▶ [TASK REQUIREMENTS] Work out how many lines below contain the word "tailgate". Only the number is wanted.

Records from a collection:
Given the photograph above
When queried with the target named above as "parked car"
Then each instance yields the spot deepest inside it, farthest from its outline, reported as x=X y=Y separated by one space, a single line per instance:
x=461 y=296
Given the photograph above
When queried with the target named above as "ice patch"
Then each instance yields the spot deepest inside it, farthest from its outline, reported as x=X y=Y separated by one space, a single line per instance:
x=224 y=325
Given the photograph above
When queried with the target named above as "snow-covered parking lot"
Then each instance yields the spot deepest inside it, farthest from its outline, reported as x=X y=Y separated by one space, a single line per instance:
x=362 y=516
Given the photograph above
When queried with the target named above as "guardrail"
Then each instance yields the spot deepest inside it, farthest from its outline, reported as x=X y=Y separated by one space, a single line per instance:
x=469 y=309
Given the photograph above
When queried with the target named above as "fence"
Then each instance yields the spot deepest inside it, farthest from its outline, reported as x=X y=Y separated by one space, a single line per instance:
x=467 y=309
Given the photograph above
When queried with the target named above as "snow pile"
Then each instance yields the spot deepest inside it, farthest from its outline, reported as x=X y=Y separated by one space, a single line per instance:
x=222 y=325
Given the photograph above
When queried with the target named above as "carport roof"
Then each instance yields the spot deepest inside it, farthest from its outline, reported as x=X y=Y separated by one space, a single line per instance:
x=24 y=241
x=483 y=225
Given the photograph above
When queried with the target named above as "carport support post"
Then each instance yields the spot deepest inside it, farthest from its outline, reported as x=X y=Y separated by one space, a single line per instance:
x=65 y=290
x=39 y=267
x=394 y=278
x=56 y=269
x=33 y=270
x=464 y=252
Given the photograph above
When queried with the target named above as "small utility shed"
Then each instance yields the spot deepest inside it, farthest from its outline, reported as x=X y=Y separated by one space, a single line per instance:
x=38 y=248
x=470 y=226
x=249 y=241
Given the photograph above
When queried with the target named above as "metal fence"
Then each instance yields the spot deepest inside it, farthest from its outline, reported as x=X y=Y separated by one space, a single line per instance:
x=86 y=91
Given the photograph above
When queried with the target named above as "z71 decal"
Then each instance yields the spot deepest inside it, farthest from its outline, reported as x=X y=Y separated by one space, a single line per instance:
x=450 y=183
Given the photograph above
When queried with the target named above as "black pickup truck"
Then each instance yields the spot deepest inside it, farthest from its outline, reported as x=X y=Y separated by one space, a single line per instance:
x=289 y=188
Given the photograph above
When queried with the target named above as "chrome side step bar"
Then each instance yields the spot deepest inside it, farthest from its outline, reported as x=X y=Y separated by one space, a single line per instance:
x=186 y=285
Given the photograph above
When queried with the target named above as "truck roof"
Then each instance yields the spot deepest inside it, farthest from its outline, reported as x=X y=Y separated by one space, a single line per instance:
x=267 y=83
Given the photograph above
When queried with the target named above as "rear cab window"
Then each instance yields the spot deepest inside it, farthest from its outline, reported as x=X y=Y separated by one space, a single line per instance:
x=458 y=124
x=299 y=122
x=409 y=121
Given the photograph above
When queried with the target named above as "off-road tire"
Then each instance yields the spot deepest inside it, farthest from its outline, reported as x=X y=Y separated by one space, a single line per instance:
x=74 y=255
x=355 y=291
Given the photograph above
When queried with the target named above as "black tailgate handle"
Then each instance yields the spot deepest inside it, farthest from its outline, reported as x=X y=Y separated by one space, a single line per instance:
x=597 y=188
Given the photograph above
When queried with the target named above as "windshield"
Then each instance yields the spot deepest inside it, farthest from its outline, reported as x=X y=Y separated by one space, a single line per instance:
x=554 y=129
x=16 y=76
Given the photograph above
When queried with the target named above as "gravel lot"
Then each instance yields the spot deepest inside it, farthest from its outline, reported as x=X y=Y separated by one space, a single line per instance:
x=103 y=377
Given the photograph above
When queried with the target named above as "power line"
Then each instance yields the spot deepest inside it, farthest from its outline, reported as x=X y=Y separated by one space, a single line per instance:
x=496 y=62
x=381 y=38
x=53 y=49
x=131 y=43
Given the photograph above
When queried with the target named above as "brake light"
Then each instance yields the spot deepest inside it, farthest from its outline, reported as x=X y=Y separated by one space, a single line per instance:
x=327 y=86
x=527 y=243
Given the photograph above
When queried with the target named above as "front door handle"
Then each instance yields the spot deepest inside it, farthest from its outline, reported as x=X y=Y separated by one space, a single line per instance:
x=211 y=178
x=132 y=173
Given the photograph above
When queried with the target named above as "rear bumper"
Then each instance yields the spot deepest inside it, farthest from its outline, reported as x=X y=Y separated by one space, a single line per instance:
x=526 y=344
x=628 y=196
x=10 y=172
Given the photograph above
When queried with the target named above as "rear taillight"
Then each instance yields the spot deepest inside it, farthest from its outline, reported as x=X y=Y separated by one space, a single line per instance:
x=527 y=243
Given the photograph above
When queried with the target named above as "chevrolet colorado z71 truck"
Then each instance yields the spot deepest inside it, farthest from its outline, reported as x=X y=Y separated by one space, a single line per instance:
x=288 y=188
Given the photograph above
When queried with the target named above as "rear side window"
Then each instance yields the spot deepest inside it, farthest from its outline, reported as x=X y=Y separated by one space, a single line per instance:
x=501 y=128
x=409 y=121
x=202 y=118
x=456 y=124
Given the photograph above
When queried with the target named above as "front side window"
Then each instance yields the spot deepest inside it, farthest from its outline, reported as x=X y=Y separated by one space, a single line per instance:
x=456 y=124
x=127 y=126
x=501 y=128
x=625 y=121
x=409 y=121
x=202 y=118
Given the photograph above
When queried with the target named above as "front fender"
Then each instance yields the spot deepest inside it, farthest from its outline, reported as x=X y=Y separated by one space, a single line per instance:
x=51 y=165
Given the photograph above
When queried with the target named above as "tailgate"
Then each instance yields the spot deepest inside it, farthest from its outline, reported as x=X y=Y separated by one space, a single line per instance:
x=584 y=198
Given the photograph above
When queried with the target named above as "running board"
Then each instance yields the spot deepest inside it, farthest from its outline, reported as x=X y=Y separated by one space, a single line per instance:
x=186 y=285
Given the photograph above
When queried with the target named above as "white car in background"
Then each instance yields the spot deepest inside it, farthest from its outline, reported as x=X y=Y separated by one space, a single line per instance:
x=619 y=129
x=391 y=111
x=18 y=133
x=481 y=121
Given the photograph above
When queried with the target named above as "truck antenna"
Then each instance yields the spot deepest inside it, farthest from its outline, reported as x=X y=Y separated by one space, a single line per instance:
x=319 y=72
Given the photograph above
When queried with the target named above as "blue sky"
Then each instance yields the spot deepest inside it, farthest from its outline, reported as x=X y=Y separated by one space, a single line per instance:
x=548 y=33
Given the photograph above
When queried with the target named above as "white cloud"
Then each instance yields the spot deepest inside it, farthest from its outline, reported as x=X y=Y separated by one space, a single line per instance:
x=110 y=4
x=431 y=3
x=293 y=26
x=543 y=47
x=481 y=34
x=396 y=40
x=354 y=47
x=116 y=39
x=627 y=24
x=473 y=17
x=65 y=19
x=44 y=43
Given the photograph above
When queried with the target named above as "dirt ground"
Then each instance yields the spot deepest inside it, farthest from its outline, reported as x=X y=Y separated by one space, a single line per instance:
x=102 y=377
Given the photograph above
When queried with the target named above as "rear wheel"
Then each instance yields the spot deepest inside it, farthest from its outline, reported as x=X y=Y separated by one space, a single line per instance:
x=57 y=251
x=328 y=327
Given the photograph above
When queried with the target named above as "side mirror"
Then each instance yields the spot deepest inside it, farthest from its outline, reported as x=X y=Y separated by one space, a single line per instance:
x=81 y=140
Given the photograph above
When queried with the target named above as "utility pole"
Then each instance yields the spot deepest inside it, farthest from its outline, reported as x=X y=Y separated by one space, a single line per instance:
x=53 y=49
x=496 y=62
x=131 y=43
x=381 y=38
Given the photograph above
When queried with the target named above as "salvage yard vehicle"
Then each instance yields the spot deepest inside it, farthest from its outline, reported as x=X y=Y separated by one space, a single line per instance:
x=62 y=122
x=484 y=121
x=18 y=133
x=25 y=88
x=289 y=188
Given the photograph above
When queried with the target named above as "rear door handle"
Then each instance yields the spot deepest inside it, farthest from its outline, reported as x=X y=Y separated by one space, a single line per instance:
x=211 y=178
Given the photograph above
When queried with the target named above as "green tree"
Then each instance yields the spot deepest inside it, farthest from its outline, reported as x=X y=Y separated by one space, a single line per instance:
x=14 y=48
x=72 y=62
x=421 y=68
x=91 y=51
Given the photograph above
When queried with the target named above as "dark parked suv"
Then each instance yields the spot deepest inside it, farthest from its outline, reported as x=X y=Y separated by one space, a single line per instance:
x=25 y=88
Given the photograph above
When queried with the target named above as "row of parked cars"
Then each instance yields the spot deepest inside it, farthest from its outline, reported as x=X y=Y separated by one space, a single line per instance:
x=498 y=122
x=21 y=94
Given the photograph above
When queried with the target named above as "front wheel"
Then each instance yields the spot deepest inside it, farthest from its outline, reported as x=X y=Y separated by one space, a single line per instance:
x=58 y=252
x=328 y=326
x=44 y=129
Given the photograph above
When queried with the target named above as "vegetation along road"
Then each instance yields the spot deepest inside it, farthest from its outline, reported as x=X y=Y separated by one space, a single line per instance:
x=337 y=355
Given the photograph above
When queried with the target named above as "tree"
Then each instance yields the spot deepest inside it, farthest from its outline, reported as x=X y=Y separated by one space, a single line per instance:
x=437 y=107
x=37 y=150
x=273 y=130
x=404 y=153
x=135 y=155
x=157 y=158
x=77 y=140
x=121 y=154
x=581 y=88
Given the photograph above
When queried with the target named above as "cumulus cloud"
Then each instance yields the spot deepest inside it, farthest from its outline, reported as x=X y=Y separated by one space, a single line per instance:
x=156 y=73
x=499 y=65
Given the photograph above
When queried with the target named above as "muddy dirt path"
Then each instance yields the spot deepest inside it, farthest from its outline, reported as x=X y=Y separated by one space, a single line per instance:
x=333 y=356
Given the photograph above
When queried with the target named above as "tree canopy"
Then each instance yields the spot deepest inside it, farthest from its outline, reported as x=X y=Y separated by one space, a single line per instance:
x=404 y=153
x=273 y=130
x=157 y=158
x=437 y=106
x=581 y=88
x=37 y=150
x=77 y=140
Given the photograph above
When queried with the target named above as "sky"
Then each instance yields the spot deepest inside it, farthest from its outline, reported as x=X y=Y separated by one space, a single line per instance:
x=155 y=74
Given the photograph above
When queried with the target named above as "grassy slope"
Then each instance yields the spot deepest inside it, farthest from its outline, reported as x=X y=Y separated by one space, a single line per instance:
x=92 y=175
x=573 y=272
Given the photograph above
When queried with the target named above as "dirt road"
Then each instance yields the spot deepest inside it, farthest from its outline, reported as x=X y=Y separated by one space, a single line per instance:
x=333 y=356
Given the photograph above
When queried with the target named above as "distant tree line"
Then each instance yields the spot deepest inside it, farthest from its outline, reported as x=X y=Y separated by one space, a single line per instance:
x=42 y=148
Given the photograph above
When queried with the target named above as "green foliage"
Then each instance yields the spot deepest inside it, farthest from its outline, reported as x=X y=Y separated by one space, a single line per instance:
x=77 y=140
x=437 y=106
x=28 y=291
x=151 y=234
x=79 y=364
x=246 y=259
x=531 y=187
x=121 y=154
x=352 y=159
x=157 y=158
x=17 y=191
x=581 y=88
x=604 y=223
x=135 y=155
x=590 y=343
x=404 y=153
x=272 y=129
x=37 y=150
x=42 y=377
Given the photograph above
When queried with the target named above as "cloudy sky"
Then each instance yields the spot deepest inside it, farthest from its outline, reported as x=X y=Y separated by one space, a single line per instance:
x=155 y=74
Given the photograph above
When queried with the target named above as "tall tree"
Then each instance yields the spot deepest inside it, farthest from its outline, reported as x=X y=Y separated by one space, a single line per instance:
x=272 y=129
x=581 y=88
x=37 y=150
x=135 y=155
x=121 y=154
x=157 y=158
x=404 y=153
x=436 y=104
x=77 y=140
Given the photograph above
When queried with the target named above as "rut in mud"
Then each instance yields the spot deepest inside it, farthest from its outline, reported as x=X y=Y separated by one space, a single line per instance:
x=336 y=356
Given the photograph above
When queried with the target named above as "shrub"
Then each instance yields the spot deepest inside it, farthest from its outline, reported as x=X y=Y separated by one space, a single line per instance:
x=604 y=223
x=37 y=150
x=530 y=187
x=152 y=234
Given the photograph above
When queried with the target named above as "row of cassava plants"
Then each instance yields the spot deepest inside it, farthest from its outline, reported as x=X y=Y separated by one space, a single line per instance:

▶ [RESULT OF THE EXERCISE] 2